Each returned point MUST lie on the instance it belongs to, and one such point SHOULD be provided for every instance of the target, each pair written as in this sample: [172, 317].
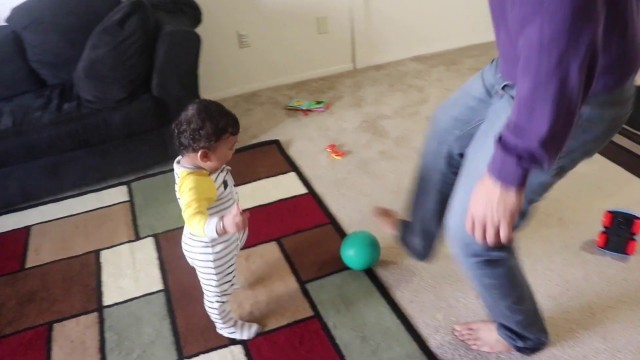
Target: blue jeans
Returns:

--

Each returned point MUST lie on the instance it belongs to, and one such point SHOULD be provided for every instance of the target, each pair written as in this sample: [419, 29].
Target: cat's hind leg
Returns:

---

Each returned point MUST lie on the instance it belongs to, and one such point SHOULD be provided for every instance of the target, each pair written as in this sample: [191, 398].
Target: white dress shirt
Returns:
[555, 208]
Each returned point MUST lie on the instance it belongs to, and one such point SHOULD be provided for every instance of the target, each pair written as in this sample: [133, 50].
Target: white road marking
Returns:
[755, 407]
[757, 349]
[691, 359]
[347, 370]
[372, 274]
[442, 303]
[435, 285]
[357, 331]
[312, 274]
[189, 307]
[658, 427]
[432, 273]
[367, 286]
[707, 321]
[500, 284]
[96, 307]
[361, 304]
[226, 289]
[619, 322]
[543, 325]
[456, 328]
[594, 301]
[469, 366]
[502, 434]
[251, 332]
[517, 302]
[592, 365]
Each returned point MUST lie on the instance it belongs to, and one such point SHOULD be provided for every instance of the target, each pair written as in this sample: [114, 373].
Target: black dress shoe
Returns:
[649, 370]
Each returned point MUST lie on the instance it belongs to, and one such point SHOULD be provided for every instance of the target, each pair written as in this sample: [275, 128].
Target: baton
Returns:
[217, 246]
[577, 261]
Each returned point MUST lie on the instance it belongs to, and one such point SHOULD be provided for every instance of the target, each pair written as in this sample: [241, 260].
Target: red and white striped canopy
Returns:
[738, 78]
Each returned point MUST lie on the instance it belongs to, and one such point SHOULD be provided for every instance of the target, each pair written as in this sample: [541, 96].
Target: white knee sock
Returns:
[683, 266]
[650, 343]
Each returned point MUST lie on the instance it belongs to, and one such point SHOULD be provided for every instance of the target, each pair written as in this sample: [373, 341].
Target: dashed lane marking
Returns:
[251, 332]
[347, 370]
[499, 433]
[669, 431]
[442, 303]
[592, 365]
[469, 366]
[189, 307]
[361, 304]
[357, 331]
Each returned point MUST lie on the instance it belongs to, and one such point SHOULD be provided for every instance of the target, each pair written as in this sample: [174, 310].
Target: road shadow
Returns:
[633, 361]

Exercise - Count the lines above that contain the string "road". Case counts. Reply with the number only.

Answer for this exercise - 2